Request:
List every line in the records below that contains the string "plant", matching case exactly.

(Entries from a point annotation set)

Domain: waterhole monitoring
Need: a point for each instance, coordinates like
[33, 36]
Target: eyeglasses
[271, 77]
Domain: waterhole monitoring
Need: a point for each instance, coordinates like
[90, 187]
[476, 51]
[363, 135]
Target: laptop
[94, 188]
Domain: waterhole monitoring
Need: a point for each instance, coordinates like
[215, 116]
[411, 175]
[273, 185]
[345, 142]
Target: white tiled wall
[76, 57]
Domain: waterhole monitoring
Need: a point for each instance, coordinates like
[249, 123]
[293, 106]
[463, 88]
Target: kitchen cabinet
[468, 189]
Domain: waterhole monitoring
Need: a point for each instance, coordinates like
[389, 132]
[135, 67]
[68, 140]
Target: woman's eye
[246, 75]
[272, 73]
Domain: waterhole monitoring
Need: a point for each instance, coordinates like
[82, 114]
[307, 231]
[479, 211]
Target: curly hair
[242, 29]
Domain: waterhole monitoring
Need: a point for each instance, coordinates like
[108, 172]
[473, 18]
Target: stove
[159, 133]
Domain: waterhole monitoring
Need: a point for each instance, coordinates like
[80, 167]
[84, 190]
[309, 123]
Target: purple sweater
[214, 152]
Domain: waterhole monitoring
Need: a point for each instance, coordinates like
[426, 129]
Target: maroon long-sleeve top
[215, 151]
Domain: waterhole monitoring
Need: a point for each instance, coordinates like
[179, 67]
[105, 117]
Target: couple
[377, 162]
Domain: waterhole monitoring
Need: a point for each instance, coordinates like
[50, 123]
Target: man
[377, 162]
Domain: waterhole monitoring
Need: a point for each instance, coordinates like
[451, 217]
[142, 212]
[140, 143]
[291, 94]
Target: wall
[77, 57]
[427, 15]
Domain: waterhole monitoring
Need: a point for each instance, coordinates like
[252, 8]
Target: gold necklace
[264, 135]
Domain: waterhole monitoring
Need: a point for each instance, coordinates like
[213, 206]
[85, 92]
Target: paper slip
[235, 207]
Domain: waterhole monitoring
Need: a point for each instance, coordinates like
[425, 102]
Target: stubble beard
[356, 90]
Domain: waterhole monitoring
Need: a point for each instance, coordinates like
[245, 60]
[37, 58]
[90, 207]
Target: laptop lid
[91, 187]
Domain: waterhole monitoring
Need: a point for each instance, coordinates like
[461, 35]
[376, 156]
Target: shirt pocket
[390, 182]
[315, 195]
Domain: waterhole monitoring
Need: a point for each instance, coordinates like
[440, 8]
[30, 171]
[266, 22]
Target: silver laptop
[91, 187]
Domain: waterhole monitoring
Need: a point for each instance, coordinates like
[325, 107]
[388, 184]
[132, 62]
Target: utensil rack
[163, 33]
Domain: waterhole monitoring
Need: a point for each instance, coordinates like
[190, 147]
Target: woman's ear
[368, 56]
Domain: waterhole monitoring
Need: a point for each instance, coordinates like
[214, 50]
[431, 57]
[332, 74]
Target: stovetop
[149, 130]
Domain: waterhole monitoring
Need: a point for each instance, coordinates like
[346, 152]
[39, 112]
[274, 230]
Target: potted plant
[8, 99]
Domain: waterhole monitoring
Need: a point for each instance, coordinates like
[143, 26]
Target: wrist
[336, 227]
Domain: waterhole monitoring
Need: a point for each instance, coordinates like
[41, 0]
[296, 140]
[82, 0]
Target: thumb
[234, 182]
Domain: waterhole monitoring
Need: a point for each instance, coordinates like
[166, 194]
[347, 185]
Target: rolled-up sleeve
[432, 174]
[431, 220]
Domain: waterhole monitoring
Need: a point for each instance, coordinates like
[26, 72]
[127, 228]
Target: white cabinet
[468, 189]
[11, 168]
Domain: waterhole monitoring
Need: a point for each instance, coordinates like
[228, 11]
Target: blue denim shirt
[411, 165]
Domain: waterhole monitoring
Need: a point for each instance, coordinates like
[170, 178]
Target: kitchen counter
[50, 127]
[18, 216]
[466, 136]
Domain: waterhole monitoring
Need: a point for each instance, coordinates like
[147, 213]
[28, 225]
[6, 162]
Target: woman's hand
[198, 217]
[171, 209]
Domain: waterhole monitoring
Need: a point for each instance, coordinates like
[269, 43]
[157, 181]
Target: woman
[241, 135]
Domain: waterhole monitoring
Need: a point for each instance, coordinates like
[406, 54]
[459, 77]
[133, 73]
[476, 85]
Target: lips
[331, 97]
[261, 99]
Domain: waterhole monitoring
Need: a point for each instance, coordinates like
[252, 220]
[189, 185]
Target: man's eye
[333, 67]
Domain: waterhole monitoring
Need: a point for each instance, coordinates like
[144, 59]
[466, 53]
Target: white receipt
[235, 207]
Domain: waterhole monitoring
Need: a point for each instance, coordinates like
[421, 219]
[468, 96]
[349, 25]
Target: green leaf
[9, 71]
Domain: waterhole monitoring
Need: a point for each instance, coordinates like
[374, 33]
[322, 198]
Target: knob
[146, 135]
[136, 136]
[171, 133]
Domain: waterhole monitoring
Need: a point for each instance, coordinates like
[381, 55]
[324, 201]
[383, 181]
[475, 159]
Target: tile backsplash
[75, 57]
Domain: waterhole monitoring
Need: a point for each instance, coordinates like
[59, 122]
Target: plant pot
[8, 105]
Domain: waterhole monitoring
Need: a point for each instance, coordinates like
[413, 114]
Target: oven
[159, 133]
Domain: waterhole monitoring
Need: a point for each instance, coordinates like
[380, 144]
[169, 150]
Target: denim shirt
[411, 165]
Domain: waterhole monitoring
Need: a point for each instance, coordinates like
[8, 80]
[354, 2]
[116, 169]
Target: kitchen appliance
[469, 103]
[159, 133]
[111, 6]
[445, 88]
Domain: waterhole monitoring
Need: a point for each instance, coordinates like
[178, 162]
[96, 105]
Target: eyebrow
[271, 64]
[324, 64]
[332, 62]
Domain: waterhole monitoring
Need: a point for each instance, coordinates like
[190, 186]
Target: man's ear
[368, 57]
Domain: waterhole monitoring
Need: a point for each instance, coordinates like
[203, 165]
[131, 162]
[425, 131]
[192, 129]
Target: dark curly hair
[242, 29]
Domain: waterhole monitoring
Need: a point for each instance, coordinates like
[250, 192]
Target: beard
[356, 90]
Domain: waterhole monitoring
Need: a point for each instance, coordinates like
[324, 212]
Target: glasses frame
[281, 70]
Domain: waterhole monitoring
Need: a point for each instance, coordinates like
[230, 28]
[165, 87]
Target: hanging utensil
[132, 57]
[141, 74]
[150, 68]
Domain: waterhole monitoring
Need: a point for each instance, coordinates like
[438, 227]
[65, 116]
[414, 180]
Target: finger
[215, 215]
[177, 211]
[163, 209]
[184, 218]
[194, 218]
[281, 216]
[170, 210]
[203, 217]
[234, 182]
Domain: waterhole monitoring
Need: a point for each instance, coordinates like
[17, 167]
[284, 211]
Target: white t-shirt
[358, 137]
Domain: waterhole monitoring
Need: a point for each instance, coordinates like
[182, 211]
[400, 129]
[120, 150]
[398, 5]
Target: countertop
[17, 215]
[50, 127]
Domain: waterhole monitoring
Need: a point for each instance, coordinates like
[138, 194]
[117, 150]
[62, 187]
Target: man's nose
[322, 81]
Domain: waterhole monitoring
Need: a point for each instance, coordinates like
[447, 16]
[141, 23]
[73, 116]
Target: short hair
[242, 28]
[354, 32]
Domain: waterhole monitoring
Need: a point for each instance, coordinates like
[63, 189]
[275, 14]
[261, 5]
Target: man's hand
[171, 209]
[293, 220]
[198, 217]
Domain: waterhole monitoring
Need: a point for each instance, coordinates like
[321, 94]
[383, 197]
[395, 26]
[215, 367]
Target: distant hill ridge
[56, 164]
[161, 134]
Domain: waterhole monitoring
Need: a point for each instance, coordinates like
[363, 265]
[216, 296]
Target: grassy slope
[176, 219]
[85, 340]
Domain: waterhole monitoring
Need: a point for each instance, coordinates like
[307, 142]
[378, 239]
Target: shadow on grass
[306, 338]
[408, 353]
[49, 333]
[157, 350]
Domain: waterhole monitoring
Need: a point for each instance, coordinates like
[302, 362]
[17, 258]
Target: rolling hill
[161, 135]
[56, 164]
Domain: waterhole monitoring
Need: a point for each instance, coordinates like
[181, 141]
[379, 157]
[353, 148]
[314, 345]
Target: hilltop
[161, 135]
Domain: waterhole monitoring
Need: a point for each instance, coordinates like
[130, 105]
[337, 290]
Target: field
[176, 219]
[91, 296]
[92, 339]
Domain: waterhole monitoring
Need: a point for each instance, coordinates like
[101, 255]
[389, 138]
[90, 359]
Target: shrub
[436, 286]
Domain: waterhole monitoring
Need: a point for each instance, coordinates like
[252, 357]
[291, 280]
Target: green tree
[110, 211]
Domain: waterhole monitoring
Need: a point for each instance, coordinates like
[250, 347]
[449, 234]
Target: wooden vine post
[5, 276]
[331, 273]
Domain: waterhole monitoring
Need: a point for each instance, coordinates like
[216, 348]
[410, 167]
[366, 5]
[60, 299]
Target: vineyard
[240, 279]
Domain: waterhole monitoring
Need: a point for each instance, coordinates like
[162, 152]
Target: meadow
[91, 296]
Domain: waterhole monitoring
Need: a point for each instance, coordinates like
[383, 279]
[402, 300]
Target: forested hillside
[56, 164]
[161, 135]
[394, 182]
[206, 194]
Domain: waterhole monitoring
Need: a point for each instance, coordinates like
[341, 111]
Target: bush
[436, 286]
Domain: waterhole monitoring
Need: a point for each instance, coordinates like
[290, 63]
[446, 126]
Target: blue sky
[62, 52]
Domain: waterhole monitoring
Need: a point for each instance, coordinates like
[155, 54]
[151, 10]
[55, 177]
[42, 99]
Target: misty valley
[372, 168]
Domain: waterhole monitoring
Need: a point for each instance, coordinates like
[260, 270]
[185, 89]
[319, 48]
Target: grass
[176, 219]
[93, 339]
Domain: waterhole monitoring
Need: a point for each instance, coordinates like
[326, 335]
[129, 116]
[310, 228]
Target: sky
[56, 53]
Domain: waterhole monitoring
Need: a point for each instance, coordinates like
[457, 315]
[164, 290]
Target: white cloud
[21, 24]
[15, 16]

Correct response:
Target: potted plant
Target: plant pot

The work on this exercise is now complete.